YOUR GOAL
Rewrite the entries below as a numbered list, starting at the line containing "Task: locate the bicycle handlebar grip." and continuing through the end of the entries. Leave out blank lines and pictures.

SUPPLIED DATA
■ ■ ■ ■

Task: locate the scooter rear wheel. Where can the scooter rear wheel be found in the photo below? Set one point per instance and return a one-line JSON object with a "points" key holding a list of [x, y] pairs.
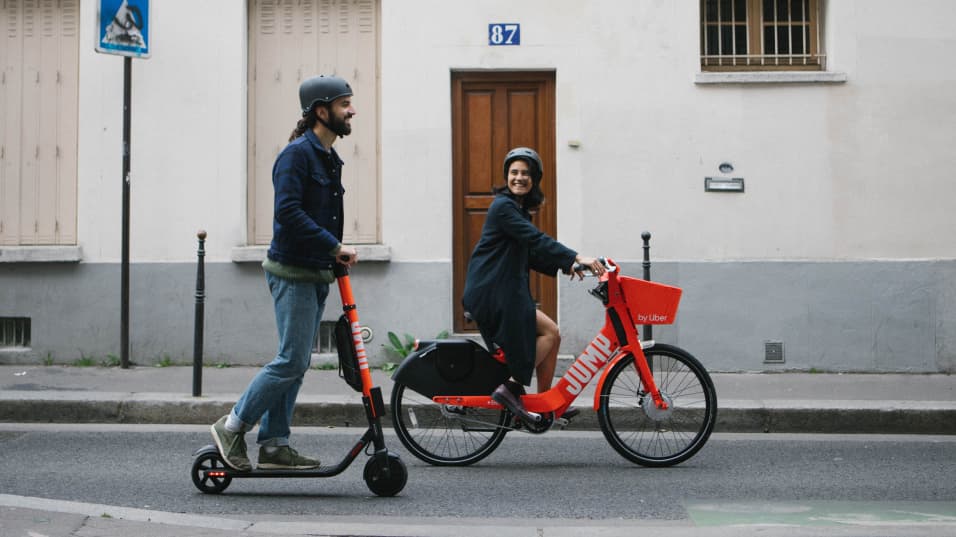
{"points": [[385, 483], [204, 463], [443, 435]]}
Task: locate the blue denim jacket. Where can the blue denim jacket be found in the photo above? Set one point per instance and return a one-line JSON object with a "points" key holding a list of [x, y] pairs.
{"points": [[308, 214]]}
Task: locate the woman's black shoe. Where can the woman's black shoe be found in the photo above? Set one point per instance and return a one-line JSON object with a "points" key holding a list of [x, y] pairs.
{"points": [[571, 413], [504, 396]]}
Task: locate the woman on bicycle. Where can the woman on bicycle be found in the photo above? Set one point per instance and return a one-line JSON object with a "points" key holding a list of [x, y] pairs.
{"points": [[497, 292]]}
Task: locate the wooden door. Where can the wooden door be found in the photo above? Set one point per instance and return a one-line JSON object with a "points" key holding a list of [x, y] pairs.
{"points": [[493, 112]]}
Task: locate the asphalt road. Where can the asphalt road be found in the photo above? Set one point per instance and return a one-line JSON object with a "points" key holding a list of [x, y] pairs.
{"points": [[566, 475]]}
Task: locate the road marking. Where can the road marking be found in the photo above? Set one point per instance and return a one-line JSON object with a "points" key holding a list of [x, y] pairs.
{"points": [[821, 513]]}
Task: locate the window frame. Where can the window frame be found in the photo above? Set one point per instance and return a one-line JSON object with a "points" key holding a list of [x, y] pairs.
{"points": [[813, 59]]}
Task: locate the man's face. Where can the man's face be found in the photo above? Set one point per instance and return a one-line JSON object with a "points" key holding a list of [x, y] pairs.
{"points": [[340, 114]]}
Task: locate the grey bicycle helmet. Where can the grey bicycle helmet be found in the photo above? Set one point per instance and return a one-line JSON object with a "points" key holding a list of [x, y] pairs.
{"points": [[321, 90], [528, 155]]}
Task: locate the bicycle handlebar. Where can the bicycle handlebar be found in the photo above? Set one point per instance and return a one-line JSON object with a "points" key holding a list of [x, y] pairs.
{"points": [[585, 271]]}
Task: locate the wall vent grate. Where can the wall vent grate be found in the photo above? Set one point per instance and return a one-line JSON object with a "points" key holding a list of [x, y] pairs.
{"points": [[773, 352], [14, 332]]}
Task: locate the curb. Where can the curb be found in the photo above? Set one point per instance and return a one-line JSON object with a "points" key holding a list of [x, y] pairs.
{"points": [[827, 417]]}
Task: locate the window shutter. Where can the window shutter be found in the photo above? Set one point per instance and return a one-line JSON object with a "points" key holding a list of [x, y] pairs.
{"points": [[39, 94], [11, 55]]}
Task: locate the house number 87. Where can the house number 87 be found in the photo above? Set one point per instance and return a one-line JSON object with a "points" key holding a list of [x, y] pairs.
{"points": [[504, 34]]}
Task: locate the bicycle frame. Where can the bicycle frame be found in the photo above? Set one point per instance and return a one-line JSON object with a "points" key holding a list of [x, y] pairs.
{"points": [[626, 301]]}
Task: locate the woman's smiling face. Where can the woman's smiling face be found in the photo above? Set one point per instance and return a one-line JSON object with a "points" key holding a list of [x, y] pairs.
{"points": [[519, 177]]}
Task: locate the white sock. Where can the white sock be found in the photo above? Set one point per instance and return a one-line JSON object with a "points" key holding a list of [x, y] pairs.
{"points": [[233, 423]]}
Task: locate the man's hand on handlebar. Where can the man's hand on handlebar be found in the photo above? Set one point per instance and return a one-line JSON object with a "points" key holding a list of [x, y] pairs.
{"points": [[347, 255], [582, 264]]}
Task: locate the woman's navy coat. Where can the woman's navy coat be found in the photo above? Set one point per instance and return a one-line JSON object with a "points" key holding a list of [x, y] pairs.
{"points": [[497, 292]]}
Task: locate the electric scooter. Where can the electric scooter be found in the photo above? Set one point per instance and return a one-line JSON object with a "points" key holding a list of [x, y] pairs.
{"points": [[385, 473]]}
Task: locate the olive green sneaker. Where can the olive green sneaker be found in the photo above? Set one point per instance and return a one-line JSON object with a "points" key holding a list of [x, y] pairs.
{"points": [[285, 458], [232, 446]]}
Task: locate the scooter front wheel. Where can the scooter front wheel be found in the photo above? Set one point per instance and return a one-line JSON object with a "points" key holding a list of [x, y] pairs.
{"points": [[205, 468], [444, 435], [382, 482]]}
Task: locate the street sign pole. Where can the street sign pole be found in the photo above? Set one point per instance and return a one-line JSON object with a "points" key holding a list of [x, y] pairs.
{"points": [[122, 28], [124, 285]]}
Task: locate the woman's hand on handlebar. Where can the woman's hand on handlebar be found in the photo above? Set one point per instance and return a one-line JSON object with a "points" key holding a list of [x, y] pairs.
{"points": [[582, 264], [347, 255]]}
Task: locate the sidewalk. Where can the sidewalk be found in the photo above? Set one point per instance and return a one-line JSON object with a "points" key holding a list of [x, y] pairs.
{"points": [[747, 402]]}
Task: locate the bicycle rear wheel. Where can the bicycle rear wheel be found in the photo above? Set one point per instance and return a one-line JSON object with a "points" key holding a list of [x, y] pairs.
{"points": [[641, 432], [445, 435]]}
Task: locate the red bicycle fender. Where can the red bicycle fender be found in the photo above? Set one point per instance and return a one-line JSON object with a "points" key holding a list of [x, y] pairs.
{"points": [[607, 369]]}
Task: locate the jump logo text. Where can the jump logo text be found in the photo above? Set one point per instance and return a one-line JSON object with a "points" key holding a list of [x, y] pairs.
{"points": [[590, 362]]}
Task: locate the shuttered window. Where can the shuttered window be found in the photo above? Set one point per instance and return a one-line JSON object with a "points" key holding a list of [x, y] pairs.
{"points": [[289, 41], [39, 54]]}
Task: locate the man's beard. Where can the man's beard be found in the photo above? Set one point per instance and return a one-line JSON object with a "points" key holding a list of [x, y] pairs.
{"points": [[339, 125]]}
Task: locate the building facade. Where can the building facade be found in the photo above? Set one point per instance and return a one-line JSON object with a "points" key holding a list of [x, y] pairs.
{"points": [[832, 118]]}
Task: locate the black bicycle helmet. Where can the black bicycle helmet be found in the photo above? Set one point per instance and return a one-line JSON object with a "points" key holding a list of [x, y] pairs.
{"points": [[321, 90], [528, 155]]}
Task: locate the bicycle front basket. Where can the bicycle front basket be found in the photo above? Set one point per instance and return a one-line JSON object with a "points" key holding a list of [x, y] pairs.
{"points": [[650, 302]]}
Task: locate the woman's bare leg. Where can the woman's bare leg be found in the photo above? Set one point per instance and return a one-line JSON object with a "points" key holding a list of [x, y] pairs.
{"points": [[546, 351]]}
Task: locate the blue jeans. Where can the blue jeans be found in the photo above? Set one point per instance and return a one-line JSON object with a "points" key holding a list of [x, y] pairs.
{"points": [[271, 394]]}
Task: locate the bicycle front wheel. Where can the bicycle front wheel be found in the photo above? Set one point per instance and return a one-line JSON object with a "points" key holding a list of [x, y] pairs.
{"points": [[649, 436], [445, 435]]}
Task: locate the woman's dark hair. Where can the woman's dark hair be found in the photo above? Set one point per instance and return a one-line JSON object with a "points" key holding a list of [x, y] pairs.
{"points": [[534, 198], [305, 124]]}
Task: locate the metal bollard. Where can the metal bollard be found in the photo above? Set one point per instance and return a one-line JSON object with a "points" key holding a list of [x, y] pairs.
{"points": [[648, 332], [200, 299]]}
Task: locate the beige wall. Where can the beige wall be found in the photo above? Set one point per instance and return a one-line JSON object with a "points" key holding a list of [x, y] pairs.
{"points": [[833, 171]]}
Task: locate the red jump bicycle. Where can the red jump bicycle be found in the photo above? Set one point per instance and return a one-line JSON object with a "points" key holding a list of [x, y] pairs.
{"points": [[655, 403]]}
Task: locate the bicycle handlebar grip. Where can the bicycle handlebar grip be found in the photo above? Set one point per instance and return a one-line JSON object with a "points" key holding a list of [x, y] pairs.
{"points": [[578, 267]]}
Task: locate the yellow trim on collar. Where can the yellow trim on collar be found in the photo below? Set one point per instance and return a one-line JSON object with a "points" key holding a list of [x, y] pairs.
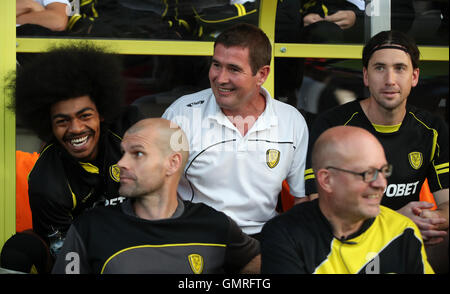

■ ■ ■ ■

PROBLEM SOLUTION
1. Task: locate the bicycle handlebar grip. Where can the bicycle handlebar grip be found in the photo above? Set one point per instance and return a one-line JSON object with a "points" key holding a list of [x, y] pairs.
2. {"points": [[578, 267]]}
3. Task: locate the yellow trim on collar. Where can the yellow trim on collar be found in the photo below? Set one point per instance and return a one-line JSON object with a "points" key holding a list of [x, y] pairs.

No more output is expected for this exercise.